«Quelle est l’importance des directives anticipées dans mon quotidien professionnel de médecin en soins intensifs?» Dans son essai, c’est à cette question que s’intéresse Miodrag Filipovic, membre du comité de direction de l’Académie suisse des sciences médicales ASSM et président du groupe de travail national Projet de soins anticipé (ProSA).
Une femme de 82 ans, veuve et vivant seule, consulte son médecin de famille pour des douleurs abdominales qui persistent depuis deux jours. Celui-ci l’envoie à l’hôpital, où elle est opérée le jour même. En plus d’une inflammation de l’abdomen, l’équipe chirurgicale découvre une tumeur au niveau du gros intestin. Elle retire une partie du gros intestin et crée une iléostomie. Au cours de l’opération, des troubles circulatoires, pulmonaires et rénaux se déclarent et la patiente est donc transférée en unité de soins intensifs pour un traitement plus poussé.
Malheureusement, son état reste instable le lendemain: la patiente est placée sous respirateur artificiel et n’est pas capable de discernement. Heureusement, elle a récemment rédigé ses directives anticipées. Son voisin, avec lequel elle est en contact étroit et fait de nombreuses sorties, y figure comme représentant. Bien qu’elle ne souhaite pas être réanimée, la patiente accepte les traitements en soins intensifs, à condition qu’il y ait de bonnes raisons de croire qu’elle pourra rentrer chez elle et continuer leurs activités ensemble.

> _DONNÉES FOURNIES_
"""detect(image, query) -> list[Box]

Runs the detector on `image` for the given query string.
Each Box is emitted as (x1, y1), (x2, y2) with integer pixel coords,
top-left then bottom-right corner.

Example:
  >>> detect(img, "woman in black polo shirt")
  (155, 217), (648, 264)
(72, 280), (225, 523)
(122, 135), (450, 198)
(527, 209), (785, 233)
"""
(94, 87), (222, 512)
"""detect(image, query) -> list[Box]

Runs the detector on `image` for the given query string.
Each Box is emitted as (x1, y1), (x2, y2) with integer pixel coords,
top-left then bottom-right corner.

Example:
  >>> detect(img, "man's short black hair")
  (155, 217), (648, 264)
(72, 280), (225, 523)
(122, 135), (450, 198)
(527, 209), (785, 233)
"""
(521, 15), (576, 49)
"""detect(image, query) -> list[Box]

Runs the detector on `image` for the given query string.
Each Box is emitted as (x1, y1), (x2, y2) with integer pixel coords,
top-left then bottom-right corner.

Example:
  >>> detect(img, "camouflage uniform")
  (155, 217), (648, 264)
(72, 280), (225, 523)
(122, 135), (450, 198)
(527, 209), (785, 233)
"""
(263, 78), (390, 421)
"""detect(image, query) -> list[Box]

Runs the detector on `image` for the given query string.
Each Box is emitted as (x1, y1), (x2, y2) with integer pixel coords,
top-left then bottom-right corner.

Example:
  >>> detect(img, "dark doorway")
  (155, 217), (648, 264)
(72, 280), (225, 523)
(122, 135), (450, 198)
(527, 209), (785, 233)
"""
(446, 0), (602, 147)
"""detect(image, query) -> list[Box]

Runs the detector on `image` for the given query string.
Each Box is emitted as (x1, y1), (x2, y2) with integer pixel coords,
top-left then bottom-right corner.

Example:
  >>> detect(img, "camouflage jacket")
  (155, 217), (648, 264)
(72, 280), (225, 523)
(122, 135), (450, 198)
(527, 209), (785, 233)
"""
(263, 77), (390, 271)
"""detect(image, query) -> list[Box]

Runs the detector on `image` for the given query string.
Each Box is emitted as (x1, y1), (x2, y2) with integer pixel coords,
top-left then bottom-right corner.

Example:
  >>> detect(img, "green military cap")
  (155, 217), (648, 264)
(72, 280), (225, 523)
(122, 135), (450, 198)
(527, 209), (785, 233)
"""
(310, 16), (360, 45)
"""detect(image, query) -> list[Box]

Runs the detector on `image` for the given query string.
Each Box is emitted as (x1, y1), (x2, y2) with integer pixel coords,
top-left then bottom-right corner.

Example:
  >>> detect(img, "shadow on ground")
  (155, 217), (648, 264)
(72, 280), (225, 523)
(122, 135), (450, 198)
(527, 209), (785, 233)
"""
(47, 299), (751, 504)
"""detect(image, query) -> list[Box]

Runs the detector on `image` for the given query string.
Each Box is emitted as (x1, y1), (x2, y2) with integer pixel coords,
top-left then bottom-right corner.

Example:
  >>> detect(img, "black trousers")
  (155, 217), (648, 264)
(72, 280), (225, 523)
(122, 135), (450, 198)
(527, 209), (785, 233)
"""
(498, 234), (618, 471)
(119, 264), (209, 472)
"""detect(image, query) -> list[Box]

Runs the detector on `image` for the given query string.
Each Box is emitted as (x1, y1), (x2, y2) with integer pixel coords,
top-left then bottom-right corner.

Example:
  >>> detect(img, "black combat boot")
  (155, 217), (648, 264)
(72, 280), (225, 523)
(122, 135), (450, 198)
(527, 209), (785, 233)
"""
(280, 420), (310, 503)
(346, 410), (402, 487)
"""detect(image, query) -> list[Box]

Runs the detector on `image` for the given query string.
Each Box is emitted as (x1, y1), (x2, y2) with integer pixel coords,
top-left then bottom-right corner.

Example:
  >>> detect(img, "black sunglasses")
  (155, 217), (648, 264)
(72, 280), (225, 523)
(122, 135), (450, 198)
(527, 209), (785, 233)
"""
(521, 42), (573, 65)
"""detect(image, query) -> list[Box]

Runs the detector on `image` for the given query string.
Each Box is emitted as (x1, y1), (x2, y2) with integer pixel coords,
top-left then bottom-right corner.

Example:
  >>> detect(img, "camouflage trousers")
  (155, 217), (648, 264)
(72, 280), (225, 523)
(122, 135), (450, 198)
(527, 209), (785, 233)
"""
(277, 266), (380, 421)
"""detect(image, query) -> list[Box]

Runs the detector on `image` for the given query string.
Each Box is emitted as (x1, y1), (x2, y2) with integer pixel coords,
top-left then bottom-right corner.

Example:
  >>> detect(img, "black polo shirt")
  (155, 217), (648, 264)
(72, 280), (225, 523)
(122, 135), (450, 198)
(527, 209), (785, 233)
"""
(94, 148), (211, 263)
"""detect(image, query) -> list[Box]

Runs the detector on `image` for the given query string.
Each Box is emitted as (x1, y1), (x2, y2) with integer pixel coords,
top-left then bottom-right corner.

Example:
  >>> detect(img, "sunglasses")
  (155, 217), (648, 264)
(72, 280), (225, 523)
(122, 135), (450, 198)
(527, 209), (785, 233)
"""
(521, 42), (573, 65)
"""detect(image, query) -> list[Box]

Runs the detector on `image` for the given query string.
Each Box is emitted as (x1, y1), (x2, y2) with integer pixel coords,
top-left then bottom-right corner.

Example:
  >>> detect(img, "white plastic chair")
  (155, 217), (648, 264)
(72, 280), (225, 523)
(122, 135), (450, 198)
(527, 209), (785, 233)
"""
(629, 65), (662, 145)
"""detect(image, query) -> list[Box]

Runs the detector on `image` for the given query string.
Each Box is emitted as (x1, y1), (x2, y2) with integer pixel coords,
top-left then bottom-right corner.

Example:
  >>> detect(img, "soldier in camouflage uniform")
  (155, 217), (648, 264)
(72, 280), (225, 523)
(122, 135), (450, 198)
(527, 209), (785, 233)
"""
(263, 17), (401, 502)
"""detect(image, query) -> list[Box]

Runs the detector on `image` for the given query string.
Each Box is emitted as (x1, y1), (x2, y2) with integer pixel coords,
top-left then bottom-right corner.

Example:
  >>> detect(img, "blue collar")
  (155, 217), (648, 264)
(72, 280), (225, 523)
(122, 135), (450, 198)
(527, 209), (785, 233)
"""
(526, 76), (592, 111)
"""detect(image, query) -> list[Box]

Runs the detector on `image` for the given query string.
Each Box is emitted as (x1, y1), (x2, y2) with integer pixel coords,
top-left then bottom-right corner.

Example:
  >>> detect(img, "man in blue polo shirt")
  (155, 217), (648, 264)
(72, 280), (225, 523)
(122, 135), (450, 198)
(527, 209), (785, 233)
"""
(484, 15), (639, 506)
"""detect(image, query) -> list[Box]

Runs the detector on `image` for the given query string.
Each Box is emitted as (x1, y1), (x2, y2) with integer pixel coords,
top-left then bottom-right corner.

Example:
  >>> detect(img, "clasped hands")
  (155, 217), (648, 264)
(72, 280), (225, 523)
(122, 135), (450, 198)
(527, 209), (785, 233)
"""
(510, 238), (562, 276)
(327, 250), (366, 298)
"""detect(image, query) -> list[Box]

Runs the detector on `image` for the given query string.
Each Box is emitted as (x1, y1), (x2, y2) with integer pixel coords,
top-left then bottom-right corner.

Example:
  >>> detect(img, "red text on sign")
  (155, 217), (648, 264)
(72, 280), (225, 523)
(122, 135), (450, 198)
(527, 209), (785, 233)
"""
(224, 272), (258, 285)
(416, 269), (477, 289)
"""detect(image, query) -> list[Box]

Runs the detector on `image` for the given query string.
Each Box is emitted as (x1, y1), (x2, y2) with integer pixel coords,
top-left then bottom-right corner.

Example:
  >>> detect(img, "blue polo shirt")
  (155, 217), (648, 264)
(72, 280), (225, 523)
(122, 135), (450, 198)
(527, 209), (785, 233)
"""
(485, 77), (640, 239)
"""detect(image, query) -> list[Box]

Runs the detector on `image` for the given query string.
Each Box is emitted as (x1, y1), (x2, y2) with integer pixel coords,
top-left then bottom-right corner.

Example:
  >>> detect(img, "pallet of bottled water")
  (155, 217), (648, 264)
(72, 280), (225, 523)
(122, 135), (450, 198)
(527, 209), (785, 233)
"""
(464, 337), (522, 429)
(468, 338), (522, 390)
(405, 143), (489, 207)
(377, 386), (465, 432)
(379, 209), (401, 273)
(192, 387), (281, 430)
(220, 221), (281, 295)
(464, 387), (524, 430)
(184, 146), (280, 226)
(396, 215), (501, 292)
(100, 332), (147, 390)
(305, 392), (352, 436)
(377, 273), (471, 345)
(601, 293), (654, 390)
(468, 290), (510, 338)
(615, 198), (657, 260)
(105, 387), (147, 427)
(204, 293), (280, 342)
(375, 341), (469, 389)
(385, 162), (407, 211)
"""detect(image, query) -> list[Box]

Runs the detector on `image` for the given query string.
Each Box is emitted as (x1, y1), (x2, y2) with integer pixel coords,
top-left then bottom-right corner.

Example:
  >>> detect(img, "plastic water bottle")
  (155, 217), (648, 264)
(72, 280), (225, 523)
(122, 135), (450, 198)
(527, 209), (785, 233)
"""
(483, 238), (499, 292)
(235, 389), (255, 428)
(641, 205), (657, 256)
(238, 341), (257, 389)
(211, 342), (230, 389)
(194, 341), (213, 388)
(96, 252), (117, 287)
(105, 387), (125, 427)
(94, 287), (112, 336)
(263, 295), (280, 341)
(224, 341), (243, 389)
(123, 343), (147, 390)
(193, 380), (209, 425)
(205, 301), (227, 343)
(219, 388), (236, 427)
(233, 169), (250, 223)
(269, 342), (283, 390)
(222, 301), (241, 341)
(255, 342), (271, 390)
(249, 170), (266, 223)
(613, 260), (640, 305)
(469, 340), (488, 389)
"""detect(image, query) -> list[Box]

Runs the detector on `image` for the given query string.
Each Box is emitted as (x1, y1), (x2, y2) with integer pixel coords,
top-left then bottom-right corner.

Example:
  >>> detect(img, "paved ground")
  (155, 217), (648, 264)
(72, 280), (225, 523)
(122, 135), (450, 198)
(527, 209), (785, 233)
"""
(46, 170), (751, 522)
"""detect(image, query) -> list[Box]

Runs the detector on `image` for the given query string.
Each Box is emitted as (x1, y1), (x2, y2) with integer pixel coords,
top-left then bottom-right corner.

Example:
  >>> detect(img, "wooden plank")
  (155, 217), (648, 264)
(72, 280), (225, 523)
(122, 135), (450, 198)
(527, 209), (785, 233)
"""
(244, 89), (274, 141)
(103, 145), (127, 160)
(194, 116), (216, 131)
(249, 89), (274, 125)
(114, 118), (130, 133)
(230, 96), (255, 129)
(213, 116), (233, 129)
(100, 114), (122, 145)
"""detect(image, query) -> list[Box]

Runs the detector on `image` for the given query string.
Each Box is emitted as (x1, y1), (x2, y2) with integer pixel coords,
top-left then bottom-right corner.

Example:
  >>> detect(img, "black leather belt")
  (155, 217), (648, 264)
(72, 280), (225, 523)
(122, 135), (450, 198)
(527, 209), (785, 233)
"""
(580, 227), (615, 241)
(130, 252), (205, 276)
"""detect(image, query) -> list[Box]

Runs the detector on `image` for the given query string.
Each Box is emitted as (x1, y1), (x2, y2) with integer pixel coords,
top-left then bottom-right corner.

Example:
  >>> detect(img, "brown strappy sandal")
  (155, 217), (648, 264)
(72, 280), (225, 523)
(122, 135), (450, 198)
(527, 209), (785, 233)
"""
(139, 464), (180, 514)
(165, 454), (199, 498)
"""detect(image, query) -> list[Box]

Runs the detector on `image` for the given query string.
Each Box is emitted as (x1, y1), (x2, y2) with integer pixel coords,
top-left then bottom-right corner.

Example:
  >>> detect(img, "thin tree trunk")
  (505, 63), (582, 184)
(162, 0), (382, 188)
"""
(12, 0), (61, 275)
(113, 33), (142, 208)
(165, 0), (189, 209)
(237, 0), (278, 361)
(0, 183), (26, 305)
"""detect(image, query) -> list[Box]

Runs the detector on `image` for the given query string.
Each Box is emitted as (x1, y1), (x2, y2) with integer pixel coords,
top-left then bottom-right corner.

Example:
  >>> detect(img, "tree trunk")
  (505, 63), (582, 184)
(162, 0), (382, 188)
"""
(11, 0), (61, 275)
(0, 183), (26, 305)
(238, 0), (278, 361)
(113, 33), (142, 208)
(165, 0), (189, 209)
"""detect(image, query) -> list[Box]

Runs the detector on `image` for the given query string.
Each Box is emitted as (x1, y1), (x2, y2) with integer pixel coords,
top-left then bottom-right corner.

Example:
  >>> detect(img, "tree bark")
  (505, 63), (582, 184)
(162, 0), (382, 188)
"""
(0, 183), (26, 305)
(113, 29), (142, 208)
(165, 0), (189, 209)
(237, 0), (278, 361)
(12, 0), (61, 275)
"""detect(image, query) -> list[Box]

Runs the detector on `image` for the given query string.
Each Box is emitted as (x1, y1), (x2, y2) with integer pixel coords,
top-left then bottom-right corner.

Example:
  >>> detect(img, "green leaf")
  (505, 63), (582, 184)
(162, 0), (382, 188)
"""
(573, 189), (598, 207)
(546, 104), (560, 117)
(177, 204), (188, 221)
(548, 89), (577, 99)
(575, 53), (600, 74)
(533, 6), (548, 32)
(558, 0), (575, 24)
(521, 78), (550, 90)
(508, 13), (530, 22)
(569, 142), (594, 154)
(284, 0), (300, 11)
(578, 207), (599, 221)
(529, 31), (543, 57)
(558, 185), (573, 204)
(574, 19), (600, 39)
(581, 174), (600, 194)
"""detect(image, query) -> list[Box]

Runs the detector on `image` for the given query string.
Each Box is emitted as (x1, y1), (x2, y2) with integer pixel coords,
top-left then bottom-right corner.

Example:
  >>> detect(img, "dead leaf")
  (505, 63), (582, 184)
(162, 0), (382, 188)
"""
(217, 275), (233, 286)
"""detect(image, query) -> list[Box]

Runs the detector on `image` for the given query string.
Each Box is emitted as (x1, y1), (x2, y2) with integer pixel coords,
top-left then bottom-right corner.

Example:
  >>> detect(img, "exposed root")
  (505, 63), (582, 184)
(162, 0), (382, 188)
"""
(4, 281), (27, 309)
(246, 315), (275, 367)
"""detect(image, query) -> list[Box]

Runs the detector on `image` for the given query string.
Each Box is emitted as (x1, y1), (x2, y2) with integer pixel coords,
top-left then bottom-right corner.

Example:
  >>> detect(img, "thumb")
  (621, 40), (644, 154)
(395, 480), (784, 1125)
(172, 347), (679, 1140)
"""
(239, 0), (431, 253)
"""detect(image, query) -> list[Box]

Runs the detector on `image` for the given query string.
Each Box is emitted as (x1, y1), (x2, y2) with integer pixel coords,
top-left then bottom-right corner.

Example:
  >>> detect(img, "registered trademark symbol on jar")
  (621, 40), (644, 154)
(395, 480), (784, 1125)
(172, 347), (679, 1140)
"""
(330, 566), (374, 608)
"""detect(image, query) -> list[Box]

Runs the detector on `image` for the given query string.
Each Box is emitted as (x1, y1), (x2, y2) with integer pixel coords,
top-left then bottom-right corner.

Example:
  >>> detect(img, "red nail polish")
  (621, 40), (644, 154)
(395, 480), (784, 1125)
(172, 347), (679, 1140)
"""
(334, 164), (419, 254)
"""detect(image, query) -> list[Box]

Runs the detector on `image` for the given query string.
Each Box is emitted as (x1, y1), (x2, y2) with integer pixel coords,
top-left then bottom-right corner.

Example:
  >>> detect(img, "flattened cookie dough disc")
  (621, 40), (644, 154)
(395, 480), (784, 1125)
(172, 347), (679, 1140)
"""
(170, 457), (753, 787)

> _CONSIGNE_
Reprenez le texte sur les directives anticipées en soins intensifs à partir de sa dernière phrase et poursuivez-le.

> _VOTRE RÉPONSE_
Dans de telles situations, les directives anticipées sont d’une grande aide pour les spécialistes en soins intensifs. Les informations les plus importantes portent sur la personne désignée comme représentante (sans ce document, le voisin n’aurait même pas le droit d’être informé!) et sur la «déclaration concernant les valeurs», dans le cas présent, le souhait de la patiente de vivre chez elle en toute autonomie et de continuer les sorties.
Après quelques jours de soins intensifs, notre patiente se rétablit. Elle peut quitter l’hôpital au bout de deux semaines et rentrer chez elle après une réadaptation hospitalière pour reprendre ses activités habituelles. Si l’évolution de la maladie avait été moins favorable, par exemple en cas d’AVC avec hémiplégie comme complication supplémentaire, l’équipe de soins intensifs aurait dû déterminer en concertation avec le voisin de la patiente que ce type de traitement ne correspondait plus à ce qu’elle voulait. À la place, une thérapie palliative aurait été plus adaptée.
Cet exemple montre à quel point il est important et utile pour l’équipe de soins de pouvoir s’appuyer sur un projet de soins anticipé et sur des directives anticipées claires en cas de perte de la capacité de discernement – une chose qui peut nous arriver à toutes et tous du jour au lendemain. C’est la seule manière de garantir que les examens et le traitement seront réalisés conformément aux idées de la personne frappée d’incapacité de discernement.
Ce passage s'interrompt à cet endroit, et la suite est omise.